● **Stated problem**
Please count the lines in the records below that contain the word "black". Reply with the number alone.

Point annotation dataset records

+ + +

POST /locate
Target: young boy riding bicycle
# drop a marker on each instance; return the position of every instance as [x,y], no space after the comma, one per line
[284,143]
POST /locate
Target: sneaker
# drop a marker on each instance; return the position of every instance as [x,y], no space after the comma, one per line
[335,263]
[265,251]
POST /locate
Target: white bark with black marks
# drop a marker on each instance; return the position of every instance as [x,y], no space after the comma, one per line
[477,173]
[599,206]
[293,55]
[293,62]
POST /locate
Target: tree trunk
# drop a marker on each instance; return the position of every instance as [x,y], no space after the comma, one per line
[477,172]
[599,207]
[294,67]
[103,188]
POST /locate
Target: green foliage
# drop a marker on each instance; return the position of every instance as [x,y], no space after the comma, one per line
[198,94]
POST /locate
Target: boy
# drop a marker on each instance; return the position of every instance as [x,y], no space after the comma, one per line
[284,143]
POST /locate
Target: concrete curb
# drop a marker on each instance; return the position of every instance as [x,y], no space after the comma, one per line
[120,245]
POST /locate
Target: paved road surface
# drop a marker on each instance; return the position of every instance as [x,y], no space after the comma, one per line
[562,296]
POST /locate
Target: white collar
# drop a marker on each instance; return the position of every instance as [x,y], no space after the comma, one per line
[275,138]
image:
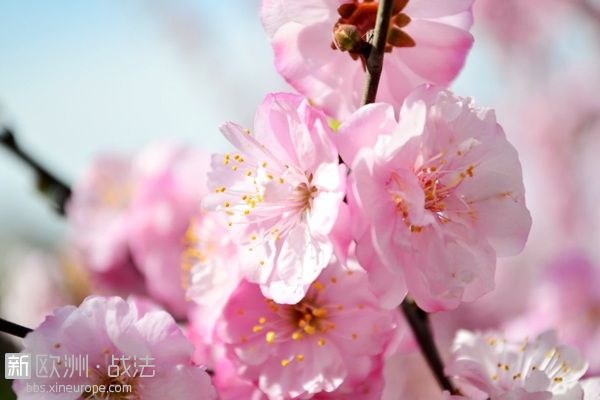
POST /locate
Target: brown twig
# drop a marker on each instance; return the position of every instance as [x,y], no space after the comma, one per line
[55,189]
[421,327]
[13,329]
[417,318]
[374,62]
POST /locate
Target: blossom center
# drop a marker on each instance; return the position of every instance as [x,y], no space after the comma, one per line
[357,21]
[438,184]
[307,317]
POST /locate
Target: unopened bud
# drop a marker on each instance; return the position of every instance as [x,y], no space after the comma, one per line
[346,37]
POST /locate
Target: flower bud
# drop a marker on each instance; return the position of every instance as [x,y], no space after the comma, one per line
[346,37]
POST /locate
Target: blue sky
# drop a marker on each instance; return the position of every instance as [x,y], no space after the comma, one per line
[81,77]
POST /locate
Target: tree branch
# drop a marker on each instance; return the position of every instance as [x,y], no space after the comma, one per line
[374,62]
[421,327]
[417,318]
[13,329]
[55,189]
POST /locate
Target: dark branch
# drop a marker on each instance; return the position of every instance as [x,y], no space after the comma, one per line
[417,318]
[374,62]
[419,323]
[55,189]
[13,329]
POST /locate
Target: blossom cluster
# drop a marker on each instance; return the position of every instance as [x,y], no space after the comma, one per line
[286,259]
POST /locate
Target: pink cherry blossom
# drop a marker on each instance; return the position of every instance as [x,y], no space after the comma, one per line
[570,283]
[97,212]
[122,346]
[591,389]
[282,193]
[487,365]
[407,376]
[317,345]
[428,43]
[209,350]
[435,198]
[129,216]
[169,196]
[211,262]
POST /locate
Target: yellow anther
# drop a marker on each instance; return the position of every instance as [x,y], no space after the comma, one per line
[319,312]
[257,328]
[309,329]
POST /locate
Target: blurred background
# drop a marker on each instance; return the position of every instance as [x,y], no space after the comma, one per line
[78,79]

+ + +

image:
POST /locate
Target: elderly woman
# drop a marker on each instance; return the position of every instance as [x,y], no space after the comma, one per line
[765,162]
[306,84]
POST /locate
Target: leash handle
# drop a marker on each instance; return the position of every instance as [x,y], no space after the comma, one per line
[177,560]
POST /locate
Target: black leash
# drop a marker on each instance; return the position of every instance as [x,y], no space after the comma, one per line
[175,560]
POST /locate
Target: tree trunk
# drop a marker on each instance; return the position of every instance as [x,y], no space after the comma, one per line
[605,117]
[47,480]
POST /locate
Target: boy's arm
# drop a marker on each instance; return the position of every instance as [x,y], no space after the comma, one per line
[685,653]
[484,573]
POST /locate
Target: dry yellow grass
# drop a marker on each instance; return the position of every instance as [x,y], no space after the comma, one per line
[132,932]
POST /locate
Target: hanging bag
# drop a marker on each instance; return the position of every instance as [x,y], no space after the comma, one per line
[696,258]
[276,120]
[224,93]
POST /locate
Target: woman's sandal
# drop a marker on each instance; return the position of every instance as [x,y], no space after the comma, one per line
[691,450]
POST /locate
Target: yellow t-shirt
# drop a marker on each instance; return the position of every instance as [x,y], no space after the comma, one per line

+ + +

● **Complete output**
2